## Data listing
----------
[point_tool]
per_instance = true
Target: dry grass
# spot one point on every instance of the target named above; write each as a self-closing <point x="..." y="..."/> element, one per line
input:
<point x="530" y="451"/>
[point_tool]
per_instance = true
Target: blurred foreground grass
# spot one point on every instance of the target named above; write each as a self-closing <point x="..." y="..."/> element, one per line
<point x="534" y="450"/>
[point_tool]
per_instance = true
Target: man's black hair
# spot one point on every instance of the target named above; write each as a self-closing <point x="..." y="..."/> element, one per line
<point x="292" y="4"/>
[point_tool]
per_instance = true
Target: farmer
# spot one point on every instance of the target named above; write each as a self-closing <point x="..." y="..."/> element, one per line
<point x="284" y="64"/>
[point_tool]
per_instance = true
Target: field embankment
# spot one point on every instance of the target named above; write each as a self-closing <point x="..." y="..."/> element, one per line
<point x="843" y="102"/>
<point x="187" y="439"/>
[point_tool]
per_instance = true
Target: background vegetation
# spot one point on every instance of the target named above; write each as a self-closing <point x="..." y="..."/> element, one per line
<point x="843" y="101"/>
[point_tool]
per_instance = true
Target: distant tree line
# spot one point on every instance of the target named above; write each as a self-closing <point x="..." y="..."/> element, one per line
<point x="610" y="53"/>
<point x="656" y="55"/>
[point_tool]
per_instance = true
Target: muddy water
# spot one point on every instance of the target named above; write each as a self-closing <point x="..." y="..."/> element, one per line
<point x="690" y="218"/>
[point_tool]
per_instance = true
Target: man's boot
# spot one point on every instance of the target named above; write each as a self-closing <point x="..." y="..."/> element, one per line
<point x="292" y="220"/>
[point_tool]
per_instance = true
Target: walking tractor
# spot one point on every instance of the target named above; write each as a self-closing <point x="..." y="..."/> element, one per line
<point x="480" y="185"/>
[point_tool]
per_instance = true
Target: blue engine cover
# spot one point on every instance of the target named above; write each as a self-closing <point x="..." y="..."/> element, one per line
----------
## What you will do
Retype the records in full. Keep every line identical to the original.

## Solution to the problem
[point_tool]
per_instance = true
Target: dry grass
# spot one point on every instance of the target named above; write each as a self-closing <point x="..." y="..."/> element, one per line
input:
<point x="530" y="451"/>
[point_tool]
per_instance = true
Target: blurred foreground grass
# spot one point on every instance of the target named above; write each as a self-closing <point x="..." y="..."/> element, one per line
<point x="534" y="450"/>
[point_tool]
per_instance = true
Target: man's black hair
# spot one point on every instance of the target named above; write each as a self-closing <point x="..." y="..."/> element, one per line
<point x="292" y="4"/>
[point_tool]
per_instance = true
Target: farmer
# spot one point on every instance of the target named above; write each as a self-closing <point x="..." y="..."/> element, one per line
<point x="284" y="64"/>
[point_tool]
per_instance = true
Target: field embankment
# spot one point on every instance of the target named above; write each as a self-closing <point x="..." y="..."/> element, one per line
<point x="843" y="102"/>
<point x="187" y="439"/>
[point_tool]
per_instance = true
Target: background vegetation
# spot one point on every instance of the target named above; write each as a self-closing <point x="..." y="..."/> element, one per line
<point x="843" y="101"/>
[point_tool]
per_instance = true
Target: distant tree line
# spot one point on every instance of the target named above; write each as a self-closing <point x="..." y="..."/> element, one per line
<point x="610" y="53"/>
<point x="656" y="55"/>
[point_tool]
per_instance = true
Target: muddy water
# spot one point on every instance of the target named above; write each as a self-closing <point x="..." y="..."/> element, one per line
<point x="690" y="218"/>
[point_tool]
per_instance = true
Target: man's boot
# spot one point on every instance of the target named above; write each as a self-closing <point x="..." y="..."/> element, one per line
<point x="292" y="220"/>
[point_tool]
per_instance = true
Target: walking tractor
# spot one point on every instance of the target named above; write each as a self-closing <point x="..." y="..."/> element, one per line
<point x="480" y="185"/>
[point_tool]
per_instance = true
Target: blue engine cover
# spot one point on every instance of the target named above; write each as a self-closing <point x="..." y="..."/> element, one per line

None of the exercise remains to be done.